_EXERCISE DIRECTIONS_
Set down the passage on light and colors word for word, from "THOUGH no body" to "their thickness.".

_PAGE EXTRACT_

★ ★ ★ ★

King Square, Nov 20, 1831.

W. COLDWELL.

SOME OBSERVATIONS ON THE NATURE OF LIGHT AND COLOURS. (Concluded from p. 90.)

THOUGH no body in nature be perfectly, all are to a certain degree, transparent. One of the densest of metals, gold, may actually be beaten so thin as to allow light to pass through it; and, that it passes through the substance of the metal, not through cracks or holes too small to be detected by the eye, is evident from the colour of the transmitted light, which is green, even when the incident light is white. All coloured bodies, however deep their hues, and, however seemingly opaque, must necessarily be rendered visible by rays which have entered their substance; for, if reflected at their surfaces, they would all appear white alike. Were the colours of bodies strictly superficial, no variation in thickness could affect their hue; but, so far is this from being the case, that all coloured bodies, however intense their tint, become paler by diminution of

their thickness.

★ ★ ★ ★

_PROVIDED DATA_

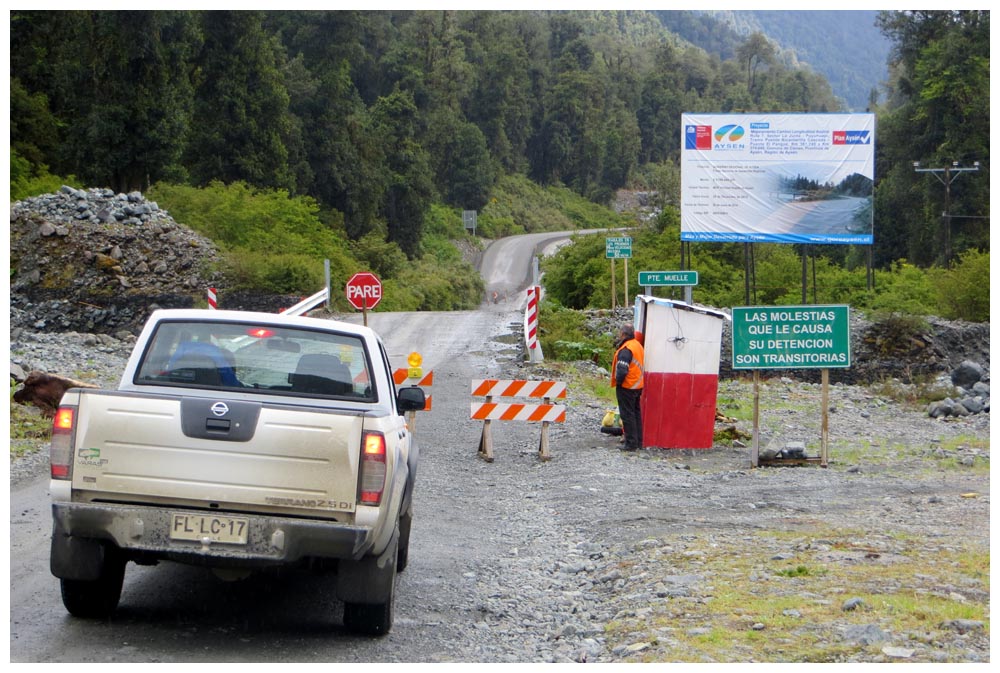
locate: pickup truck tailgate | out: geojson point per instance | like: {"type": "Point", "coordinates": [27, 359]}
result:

★ ★ ★ ★

_FINAL RESULT_
THOUGH no body in nature be perfectly, all are to a certain degree, transparent. One of the densest of metals, gold, may actually be beaten so thin as to allow light to pass through it; and, that it passes through the substance of the metal, not through cracks or holes too small to be detected by the eye, is evident from the colour of the transmitted light, which is green, even when the incident light is white. All coloured bodies, however deep their hues, and, however seemingly opaque, must necessarily be rendered visible by rays which have entered their substance; for, if reflected at their surfaces, they would all appear white alike. Were the colours of bodies strictly superficial, no variation in thickness could affect their hue; but, so far is this from being the case, that all coloured bodies, however intense their tint, become paler by diminution of

their thickness.